Reproduce the data below word for word, from the line containing "You are performing object detection. The target to find is green" through the end of the data, and leave the pictures out.

——

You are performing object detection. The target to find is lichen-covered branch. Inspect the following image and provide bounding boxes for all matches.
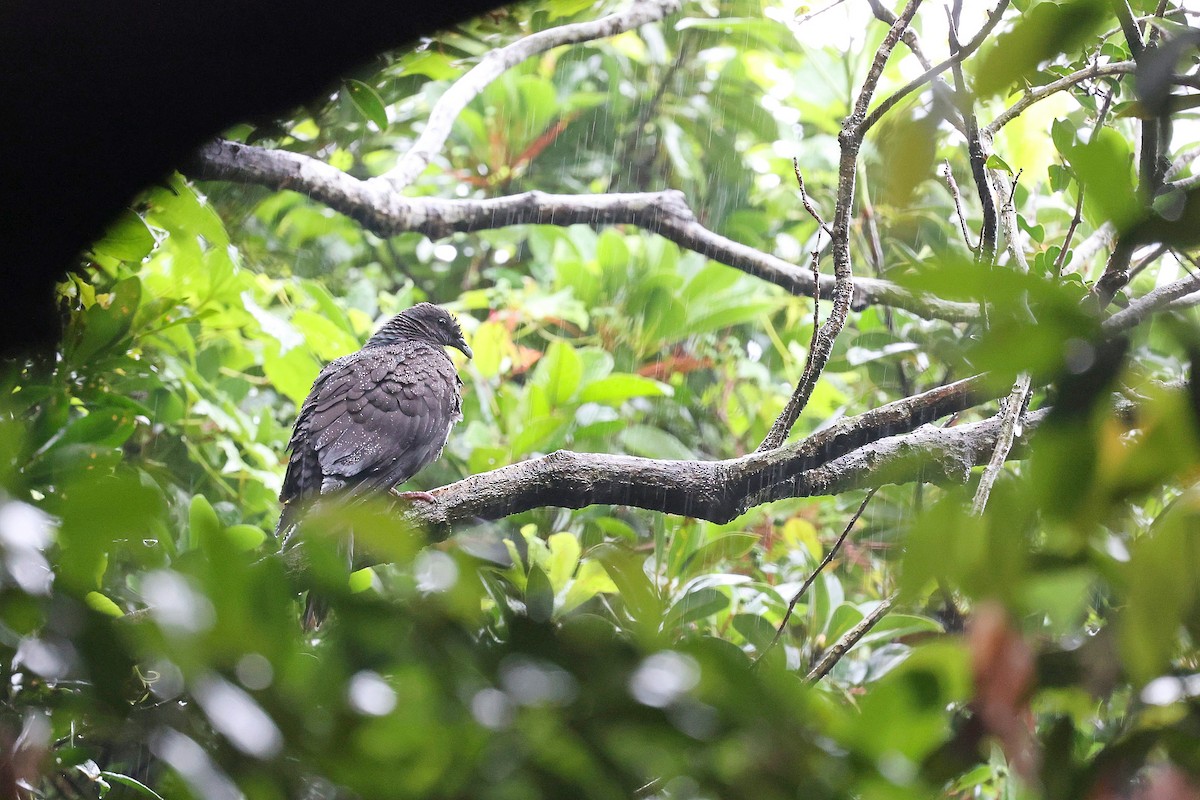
[377,0,680,191]
[758,0,922,452]
[983,61,1138,137]
[863,0,1009,131]
[187,140,978,321]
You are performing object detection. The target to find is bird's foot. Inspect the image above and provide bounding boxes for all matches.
[395,492,437,503]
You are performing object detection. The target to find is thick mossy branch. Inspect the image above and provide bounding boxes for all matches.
[187,140,979,321]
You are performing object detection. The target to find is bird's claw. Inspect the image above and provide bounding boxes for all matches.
[395,492,437,503]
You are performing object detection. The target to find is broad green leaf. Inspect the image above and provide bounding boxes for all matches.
[580,373,671,405]
[546,533,582,594]
[536,341,583,405]
[973,0,1109,97]
[1064,128,1142,230]
[526,565,554,622]
[92,210,155,261]
[346,79,388,131]
[84,591,125,616]
[662,587,730,632]
[620,425,696,461]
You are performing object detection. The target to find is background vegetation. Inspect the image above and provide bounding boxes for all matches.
[0,0,1200,798]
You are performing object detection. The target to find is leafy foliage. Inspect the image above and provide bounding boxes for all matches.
[7,0,1200,798]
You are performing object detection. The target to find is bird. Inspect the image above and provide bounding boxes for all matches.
[276,302,474,632]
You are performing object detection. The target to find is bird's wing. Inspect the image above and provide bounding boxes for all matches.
[284,343,461,494]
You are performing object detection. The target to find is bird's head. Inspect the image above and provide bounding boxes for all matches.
[367,302,474,359]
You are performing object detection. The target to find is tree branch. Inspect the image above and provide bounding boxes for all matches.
[187,140,978,321]
[758,0,922,452]
[863,0,1009,131]
[374,0,680,191]
[983,61,1138,137]
[808,595,896,684]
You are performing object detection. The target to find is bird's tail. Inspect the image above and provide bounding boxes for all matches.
[300,591,329,633]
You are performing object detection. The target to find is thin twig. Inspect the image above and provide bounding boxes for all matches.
[1054,89,1118,277]
[1163,148,1200,180]
[947,10,1003,265]
[943,158,979,253]
[863,0,1009,131]
[792,158,833,239]
[796,0,846,25]
[1054,185,1084,277]
[804,249,821,355]
[186,140,978,321]
[971,372,1030,517]
[758,0,922,452]
[808,594,896,684]
[373,0,679,191]
[754,488,878,663]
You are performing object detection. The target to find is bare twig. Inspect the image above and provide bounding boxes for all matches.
[188,142,978,321]
[943,158,979,253]
[808,594,896,684]
[758,0,922,452]
[755,488,878,663]
[373,0,679,190]
[863,0,1009,131]
[1103,276,1200,336]
[983,61,1138,137]
[1054,185,1084,277]
[947,10,1006,264]
[792,158,833,237]
[796,0,846,25]
[1054,85,1116,277]
[1163,148,1200,180]
[971,372,1030,517]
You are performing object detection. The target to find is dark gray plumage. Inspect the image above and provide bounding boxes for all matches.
[276,302,472,631]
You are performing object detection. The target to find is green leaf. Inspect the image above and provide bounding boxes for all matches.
[620,425,696,461]
[974,0,1108,97]
[224,524,266,552]
[346,80,388,132]
[187,494,221,549]
[546,533,582,594]
[984,154,1016,175]
[1063,128,1142,231]
[733,614,778,652]
[526,565,554,622]
[91,210,155,261]
[580,373,671,405]
[662,587,730,632]
[83,591,125,616]
[100,770,163,800]
[538,342,583,405]
[683,534,758,575]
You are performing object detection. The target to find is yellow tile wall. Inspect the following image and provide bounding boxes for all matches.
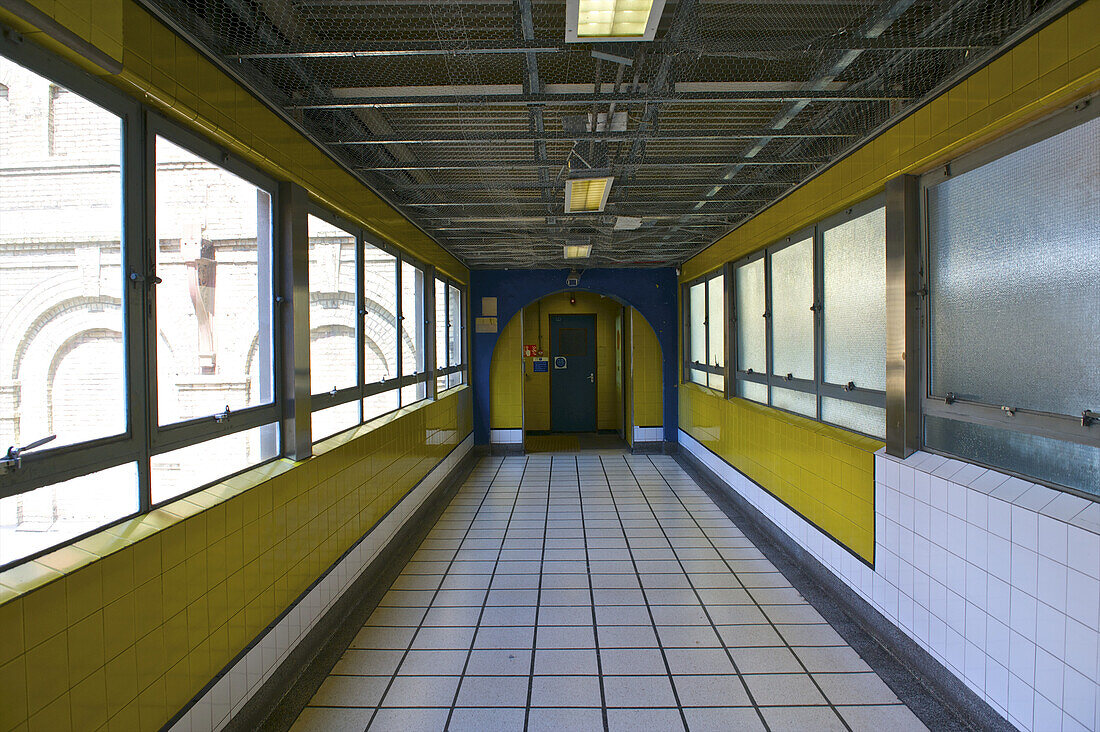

——

» CORRECT RESULT:
You are performing object detection. The target to find is green leaf. Inspect the image above and provide bounding boxes for all matches.
[620,425,696,461]
[974,0,1108,97]
[224,524,266,552]
[346,80,388,132]
[187,494,221,549]
[546,533,582,594]
[984,154,1016,175]
[1063,128,1142,231]
[733,614,778,652]
[526,565,554,622]
[91,210,155,261]
[580,373,671,405]
[662,587,730,632]
[83,591,125,616]
[100,770,163,800]
[538,342,583,405]
[683,534,758,575]
You are performing object detection. The target to find is yellow tile wall. Inspect the following image and provide bounding boxes for all matches.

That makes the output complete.